**Exercise requirements:** Format each line of the items below as a row in a Markdown table, skipping blank lines, with the columns Row and Item line.

* BEGIN *

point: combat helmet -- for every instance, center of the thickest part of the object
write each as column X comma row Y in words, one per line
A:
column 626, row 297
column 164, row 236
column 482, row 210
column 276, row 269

* END *

**Exercise result:**
| Row | Item line |
|---|---|
| 1 | point: combat helmet -- for every instance, center of the thickest part of the object |
| 2 | write each as column X comma row Y in words, one per line |
| 3 | A: |
| 4 | column 626, row 297 |
| 5 | column 164, row 236 |
| 6 | column 482, row 210 |
| 7 | column 276, row 269 |